Problem statement: What is needed is an exact repeat of the lines from the line containing "Point to every instance of the red upholstered" through the final line of the entries below, and nothing else.

══════

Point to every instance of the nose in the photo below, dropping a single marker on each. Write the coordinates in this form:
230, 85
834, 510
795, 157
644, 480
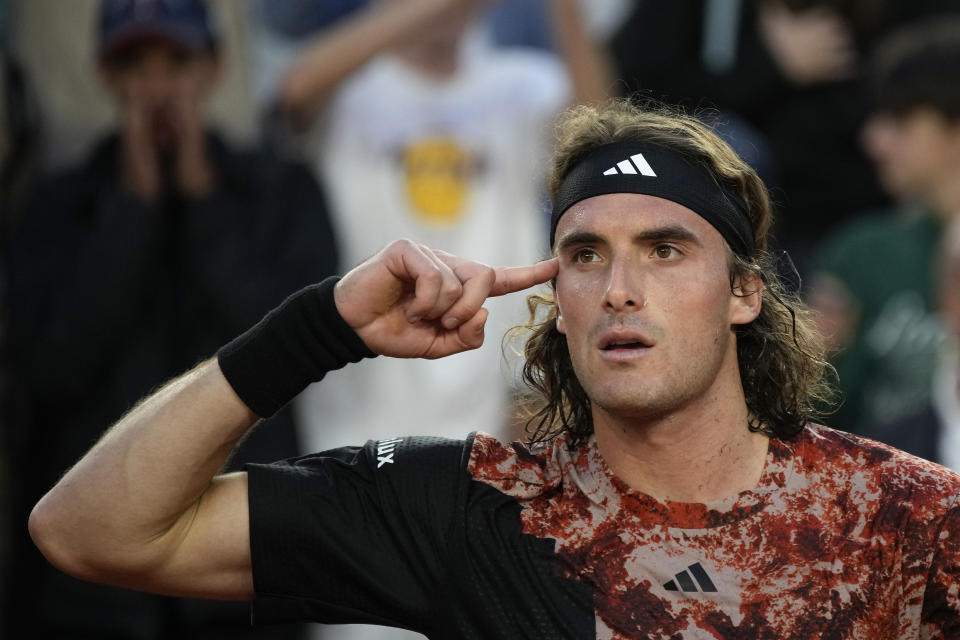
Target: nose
158, 79
624, 289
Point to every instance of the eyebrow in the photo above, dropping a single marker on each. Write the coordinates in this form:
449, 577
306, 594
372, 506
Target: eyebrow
673, 233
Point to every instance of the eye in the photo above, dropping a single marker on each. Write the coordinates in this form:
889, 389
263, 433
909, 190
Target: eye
585, 255
666, 251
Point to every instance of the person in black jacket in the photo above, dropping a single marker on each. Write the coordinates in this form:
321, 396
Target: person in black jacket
162, 245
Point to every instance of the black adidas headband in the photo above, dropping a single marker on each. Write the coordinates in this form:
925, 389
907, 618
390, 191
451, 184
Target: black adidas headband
638, 167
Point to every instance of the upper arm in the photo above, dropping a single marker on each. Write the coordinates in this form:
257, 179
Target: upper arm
209, 553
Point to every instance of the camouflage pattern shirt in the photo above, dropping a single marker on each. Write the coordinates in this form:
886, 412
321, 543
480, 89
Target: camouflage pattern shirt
842, 538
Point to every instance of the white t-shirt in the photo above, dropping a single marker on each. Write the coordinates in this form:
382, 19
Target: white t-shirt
457, 165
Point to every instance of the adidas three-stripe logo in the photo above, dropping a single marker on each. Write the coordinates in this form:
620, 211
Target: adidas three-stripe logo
685, 579
632, 165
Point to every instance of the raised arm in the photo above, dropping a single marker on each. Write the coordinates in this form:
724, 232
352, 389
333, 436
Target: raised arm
144, 508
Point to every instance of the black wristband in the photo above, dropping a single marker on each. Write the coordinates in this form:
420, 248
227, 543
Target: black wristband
295, 344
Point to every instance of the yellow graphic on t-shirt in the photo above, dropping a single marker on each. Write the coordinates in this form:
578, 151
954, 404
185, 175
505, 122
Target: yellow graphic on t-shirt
437, 173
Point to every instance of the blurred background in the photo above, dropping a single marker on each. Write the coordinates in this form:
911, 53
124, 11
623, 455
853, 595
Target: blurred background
170, 170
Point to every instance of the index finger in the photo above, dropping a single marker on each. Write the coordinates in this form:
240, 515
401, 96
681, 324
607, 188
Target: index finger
511, 279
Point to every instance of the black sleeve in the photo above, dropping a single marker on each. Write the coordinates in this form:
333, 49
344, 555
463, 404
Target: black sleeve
357, 535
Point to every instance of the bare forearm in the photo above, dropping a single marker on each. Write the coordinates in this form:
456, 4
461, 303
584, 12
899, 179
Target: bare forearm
129, 502
348, 46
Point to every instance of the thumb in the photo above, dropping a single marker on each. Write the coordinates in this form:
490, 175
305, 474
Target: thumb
471, 332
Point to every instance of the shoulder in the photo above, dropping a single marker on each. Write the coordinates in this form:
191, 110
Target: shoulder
516, 469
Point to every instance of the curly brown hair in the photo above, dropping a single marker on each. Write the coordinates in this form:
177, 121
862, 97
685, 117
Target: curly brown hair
780, 354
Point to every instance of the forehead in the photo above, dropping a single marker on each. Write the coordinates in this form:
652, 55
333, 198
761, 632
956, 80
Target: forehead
624, 215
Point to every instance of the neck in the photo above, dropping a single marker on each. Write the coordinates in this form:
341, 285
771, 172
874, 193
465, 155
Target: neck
698, 453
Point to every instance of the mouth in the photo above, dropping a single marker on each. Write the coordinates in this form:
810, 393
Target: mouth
624, 346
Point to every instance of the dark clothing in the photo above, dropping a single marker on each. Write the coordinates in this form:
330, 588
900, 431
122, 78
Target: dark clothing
478, 539
108, 297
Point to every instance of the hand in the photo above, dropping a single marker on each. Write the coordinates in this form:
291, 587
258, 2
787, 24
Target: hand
140, 160
810, 46
409, 301
194, 172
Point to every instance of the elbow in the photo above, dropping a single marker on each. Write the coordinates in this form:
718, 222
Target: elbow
65, 540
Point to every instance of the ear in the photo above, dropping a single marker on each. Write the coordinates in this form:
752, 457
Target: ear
746, 299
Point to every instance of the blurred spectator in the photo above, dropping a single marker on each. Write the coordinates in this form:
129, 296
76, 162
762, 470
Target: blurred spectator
52, 41
934, 431
874, 280
425, 130
789, 70
160, 247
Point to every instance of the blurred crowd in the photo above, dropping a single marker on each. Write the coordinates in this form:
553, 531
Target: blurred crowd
170, 170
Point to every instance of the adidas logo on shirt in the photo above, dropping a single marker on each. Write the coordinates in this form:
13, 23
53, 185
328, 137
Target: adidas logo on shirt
632, 165
689, 580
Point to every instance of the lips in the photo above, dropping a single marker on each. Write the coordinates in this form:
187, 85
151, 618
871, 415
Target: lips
624, 339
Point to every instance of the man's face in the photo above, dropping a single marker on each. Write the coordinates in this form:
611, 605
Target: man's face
163, 84
643, 297
913, 152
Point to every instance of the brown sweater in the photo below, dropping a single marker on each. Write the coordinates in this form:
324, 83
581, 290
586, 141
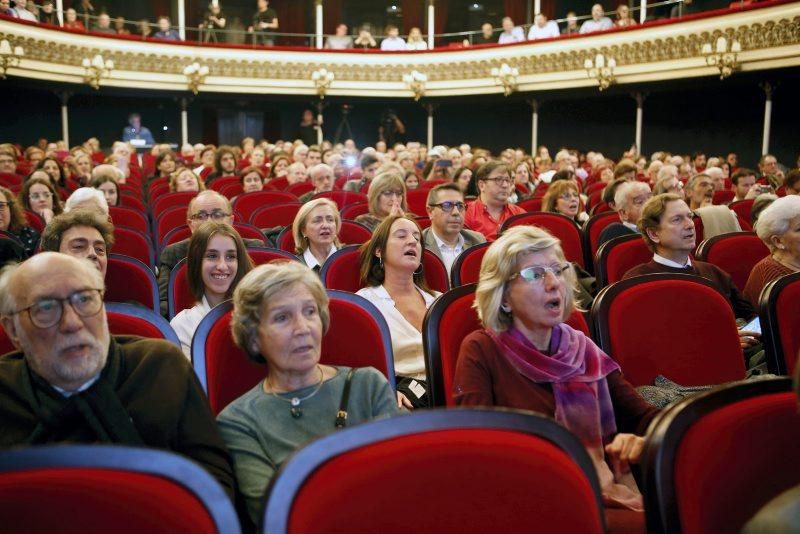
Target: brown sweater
155, 386
485, 377
763, 273
722, 280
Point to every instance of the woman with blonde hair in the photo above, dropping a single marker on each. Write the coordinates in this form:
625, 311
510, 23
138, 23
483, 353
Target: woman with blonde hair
527, 357
386, 196
316, 231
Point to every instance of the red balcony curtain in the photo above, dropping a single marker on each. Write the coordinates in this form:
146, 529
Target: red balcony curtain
413, 15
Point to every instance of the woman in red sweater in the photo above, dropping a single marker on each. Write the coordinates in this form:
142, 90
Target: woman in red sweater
528, 358
779, 228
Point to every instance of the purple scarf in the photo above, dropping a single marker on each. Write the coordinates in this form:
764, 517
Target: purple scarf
576, 369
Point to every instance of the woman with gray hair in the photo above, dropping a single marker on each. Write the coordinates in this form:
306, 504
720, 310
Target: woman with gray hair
280, 313
778, 227
386, 196
528, 358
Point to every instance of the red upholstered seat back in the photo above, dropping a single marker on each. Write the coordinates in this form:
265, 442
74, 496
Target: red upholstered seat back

══════

Answer space:
Point to every instance of the red upholstered seat back in the photo above, dropping a single marker on each. Write the coordinates in this form:
265, 442
74, 496
Target: red upholstered seat back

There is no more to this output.